Records excerpted from a collection:
+-------+

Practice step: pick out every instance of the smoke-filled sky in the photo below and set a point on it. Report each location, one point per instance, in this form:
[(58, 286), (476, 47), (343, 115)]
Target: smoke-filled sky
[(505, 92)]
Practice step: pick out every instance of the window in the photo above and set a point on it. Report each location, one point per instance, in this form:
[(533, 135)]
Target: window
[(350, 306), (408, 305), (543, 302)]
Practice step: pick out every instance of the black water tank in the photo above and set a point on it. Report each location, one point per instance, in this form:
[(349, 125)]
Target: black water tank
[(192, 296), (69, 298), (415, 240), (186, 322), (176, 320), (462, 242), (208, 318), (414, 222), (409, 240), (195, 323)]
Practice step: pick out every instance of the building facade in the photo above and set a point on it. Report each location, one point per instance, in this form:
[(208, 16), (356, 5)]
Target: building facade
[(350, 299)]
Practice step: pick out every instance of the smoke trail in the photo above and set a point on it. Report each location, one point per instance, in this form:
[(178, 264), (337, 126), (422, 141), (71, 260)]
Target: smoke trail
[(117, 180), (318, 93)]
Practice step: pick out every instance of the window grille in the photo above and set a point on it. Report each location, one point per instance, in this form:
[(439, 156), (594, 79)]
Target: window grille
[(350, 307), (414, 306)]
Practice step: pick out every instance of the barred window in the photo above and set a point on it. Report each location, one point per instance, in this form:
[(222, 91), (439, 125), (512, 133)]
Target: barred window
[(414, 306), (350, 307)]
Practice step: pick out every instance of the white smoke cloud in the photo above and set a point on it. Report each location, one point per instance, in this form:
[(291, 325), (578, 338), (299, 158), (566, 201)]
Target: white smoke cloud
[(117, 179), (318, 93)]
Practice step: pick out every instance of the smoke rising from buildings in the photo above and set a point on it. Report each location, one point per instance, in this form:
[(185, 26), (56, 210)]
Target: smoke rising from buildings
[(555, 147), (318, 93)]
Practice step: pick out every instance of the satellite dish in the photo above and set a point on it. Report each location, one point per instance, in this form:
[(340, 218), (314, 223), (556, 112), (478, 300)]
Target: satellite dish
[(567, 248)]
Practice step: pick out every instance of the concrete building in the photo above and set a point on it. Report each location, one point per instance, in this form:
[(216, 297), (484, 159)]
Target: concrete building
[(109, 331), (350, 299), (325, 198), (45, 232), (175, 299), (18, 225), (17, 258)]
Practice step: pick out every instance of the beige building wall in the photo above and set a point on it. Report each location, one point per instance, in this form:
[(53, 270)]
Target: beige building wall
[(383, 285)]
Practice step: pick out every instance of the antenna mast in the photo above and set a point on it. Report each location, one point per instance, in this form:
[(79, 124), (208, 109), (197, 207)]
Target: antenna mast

+-------+

Problem: Write the data from above out again, exactly.

Answer space:
Practice step: pick out every instance of the smoke-filled sky in the photo below and set a point on it. Report each location, one point per instance, in this form:
[(58, 286), (476, 47), (343, 115)]
Target: smoke-filled sky
[(505, 92)]
Practice step: pick out every instance of the window in the photo above and set a point on it. Report each location, one point per instance, in this form:
[(533, 135)]
Target: window
[(350, 306), (408, 305), (543, 302)]
Practice step: pick out every instance of the black water tank in the photo above and set a point on it. Report each location, one point per instance, in this form:
[(349, 125)]
Target: black water tank
[(192, 296), (69, 298), (415, 240), (186, 322), (176, 320), (462, 242), (208, 318), (414, 222), (409, 240), (195, 323)]
Practice step: pick out every instance of the building facade in the photo above and set a point on it. Report each location, one point per instance, in this form:
[(208, 16), (356, 5)]
Target: building facade
[(350, 299)]
Practice step: pick out every instance of the smoke trail in the photo above and set a point on it. Report each location, one point per instance, in this form:
[(178, 264), (337, 126), (422, 141), (71, 260)]
Target: smoke trail
[(117, 180), (318, 93)]
Practice step: pick out every instance of the window grille in the photo above and set a point on it. Report each location, one point per instance, in this form:
[(439, 156), (594, 79)]
Target: window grille
[(350, 307), (414, 306)]
Practice step: pick out every instance of the barred window in the photo above and set a point on it. Report each location, one point per instance, in this form:
[(222, 91), (439, 125), (512, 133)]
Target: barred window
[(414, 306), (350, 307)]
Practice step: pick out every instance of the white smoke cloud in the photo above and set a point on it. Report each location, one point per instance, in this form:
[(291, 325), (578, 338), (299, 158), (566, 201)]
Target: white smoke cloud
[(117, 179), (318, 93)]
Practice step: pick out every instance of the smoke rising from buildings in the photo above and set a point on it. Report each location, one point per instance, in this form:
[(185, 26), (56, 210)]
Target: smoke rising from buildings
[(555, 147), (318, 93)]
Practice step: pick out every instance of the satellite dish in the photo above and set a point on it. Report each location, one point per instance, in this form:
[(340, 218), (314, 223), (556, 112), (478, 300)]
Target: satellite dish
[(567, 248)]
Practice step: pick out every instance of the concrete building in the photo above and set a point on it. Report each location, one point per instance, in this form:
[(216, 297), (484, 159)]
Target: concrete building
[(109, 331), (350, 299), (325, 198), (45, 232), (175, 299), (18, 225), (17, 258)]
Practice step: pick out every instance of the beige building wall in the photo above and set a point on it. Report each location, one point per instance, in this form:
[(53, 270)]
Target: beige building wall
[(383, 285)]
Practice step: pick out every instance of the antenna mast in the photo above and set a point on it. Report each location, one point per instance, in this form:
[(79, 124), (208, 109), (197, 207)]
Target: antenna mast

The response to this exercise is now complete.